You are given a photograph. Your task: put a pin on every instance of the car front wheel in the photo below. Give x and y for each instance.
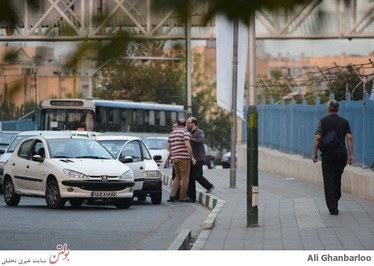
(156, 198)
(52, 196)
(10, 196)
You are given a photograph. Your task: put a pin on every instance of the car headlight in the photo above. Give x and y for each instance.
(127, 175)
(74, 174)
(153, 174)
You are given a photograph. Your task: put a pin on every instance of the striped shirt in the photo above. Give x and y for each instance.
(177, 146)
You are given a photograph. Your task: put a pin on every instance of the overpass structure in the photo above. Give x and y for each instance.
(79, 20)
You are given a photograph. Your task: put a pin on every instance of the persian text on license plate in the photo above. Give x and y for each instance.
(106, 194)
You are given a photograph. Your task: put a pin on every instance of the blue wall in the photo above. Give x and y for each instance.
(290, 128)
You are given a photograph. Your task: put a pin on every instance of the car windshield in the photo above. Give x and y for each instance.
(77, 148)
(6, 138)
(156, 144)
(17, 140)
(114, 146)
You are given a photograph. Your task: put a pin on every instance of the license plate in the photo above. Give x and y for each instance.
(107, 194)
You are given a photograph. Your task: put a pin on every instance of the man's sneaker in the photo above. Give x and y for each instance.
(171, 199)
(210, 190)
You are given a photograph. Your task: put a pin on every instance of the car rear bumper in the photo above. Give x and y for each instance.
(93, 185)
(149, 186)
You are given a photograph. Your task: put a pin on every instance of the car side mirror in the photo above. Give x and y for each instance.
(37, 158)
(157, 157)
(126, 159)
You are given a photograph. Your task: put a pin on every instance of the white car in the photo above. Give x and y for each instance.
(64, 168)
(133, 152)
(7, 152)
(158, 146)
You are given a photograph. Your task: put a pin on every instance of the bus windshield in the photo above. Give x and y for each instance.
(68, 119)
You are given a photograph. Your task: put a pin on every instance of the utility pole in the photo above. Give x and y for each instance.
(234, 104)
(252, 131)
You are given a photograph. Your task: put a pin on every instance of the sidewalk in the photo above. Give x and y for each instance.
(292, 215)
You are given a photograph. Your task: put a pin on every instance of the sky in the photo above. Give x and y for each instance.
(319, 48)
(293, 48)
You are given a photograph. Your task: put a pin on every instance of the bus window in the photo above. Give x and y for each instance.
(125, 120)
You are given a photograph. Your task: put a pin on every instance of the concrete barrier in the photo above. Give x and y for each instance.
(355, 181)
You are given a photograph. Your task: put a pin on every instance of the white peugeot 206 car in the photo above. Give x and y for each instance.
(64, 168)
(133, 152)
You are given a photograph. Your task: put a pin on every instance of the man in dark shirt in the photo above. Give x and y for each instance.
(196, 173)
(333, 160)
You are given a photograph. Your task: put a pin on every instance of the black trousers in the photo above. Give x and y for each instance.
(196, 175)
(333, 164)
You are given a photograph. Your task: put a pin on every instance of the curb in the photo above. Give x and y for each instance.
(214, 203)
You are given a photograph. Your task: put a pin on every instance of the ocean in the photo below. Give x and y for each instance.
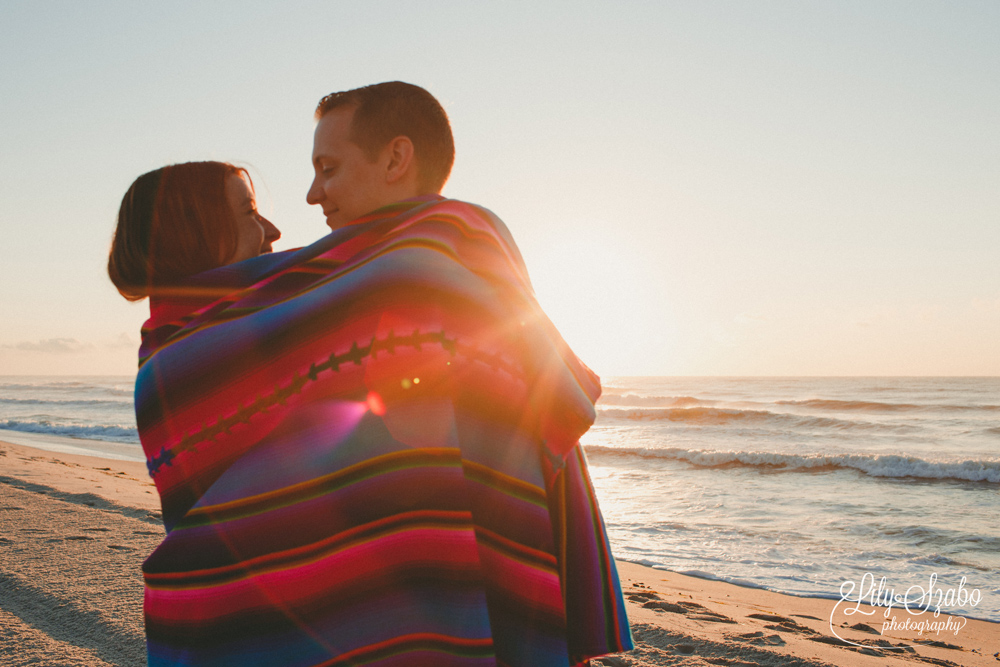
(797, 485)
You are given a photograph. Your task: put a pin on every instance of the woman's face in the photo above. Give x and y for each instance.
(255, 233)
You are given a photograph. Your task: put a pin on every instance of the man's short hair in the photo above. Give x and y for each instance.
(384, 111)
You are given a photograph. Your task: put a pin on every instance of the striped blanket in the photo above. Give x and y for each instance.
(367, 454)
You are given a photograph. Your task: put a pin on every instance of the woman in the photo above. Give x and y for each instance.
(366, 449)
(181, 220)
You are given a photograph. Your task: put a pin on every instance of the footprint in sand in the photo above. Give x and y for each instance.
(760, 639)
(784, 624)
(690, 609)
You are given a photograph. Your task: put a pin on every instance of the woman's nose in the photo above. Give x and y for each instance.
(271, 233)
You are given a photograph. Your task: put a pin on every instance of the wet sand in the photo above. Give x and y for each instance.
(75, 529)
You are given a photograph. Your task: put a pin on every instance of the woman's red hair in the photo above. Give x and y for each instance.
(173, 223)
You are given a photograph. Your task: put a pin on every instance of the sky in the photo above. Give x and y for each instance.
(698, 188)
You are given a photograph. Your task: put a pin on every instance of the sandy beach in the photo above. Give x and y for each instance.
(75, 529)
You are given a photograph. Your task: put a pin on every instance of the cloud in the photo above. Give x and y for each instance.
(52, 346)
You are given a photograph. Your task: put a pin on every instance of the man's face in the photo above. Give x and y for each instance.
(347, 185)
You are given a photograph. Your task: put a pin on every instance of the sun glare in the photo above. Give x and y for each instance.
(592, 287)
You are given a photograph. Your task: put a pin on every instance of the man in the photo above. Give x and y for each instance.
(367, 449)
(391, 142)
(375, 146)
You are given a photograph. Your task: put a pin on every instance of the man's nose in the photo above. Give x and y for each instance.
(315, 193)
(271, 233)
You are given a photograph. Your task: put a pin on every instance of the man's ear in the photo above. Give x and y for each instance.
(401, 163)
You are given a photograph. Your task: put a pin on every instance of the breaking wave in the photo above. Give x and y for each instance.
(707, 416)
(109, 432)
(891, 465)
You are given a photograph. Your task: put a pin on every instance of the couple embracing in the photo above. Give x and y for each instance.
(366, 449)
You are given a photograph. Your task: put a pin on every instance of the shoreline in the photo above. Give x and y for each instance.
(74, 528)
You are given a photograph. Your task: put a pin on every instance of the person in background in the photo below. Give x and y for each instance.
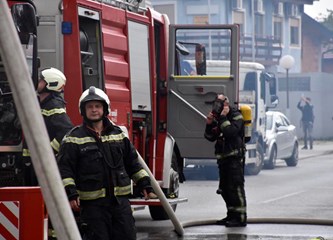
(97, 162)
(186, 69)
(225, 127)
(49, 90)
(305, 106)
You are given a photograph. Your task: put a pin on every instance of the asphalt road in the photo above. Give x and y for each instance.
(277, 199)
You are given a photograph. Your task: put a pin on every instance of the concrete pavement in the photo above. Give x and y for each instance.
(255, 229)
(319, 148)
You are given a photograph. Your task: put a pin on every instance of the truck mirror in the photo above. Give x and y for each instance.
(25, 20)
(182, 49)
(274, 100)
(200, 59)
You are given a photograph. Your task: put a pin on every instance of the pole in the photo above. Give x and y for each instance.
(287, 88)
(34, 128)
(178, 226)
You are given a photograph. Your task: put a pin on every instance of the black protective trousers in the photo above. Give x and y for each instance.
(114, 222)
(231, 172)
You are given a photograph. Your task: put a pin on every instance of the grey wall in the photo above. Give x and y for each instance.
(321, 94)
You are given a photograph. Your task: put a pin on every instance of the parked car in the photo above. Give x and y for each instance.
(281, 140)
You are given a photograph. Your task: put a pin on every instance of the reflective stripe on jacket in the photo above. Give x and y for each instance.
(94, 167)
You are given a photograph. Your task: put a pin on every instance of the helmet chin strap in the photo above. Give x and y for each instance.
(89, 121)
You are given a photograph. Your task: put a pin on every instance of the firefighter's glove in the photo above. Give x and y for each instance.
(145, 187)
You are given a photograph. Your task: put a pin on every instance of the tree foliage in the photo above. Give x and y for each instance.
(328, 21)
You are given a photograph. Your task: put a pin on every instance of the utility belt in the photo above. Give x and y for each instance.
(239, 153)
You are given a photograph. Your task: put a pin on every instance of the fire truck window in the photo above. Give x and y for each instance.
(91, 57)
(197, 50)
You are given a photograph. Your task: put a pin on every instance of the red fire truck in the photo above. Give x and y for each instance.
(141, 61)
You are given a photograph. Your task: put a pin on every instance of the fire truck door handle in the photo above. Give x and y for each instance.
(128, 120)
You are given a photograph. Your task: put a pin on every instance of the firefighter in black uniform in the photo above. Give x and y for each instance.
(50, 87)
(97, 162)
(225, 125)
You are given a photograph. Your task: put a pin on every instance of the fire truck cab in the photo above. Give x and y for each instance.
(139, 59)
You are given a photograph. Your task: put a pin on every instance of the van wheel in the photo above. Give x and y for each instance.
(272, 159)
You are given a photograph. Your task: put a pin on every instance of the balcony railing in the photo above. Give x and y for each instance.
(266, 50)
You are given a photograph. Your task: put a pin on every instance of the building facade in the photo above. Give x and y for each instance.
(271, 29)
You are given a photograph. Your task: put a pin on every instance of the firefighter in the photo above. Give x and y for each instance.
◇ ◇ ◇ ◇ ◇
--- What is expected ---
The required output is the exact sequence of lines from the one containing "the utility belt" through the end of the listing, both endpoints included.

--- Exercise output ---
You are given a photograph. Your task: put a pin on every instance of the utility belt in the photo above. Give x and y for each instance.
(239, 153)
You are given a photograph. Your task: put a pin on every instance of the fire truck window in the photo above. Give x and y for each instance.
(91, 57)
(197, 50)
You are given a photograph. Your task: put a pin on every instance of the red fire truck in the photo above. Give x and y for each instance.
(141, 61)
You are given a photograph. Your task: put a pin on every instance of the fire truck door handle in the photo above. Give x and y for each instance.
(128, 120)
You are given a photograph. Your task: put a pin on every instance of the firefighter in black uniform in the photo above. Give x and y for each instance.
(50, 87)
(97, 162)
(225, 125)
You are given a photograph. Your task: put a pin on every instance of the fire truck cab in the photo above. Give x and y for each instance.
(139, 59)
You are given a photograph. Your task: put a pin on every instance of the van wheel in the photo above. Give x and y for each instance.
(272, 159)
You are given a photograph. Your task: put a pin on every instance of the balcony railing in the photo above. Give x and y for each instance.
(266, 50)
You are given a photograph. Your task: put a pin on every instance of the building facade in the photo above. Give x and y for each instance.
(271, 29)
You are given a photograph. Your task: put a pin on every instance of the firefighter in the photo above. Give x and y for each instance.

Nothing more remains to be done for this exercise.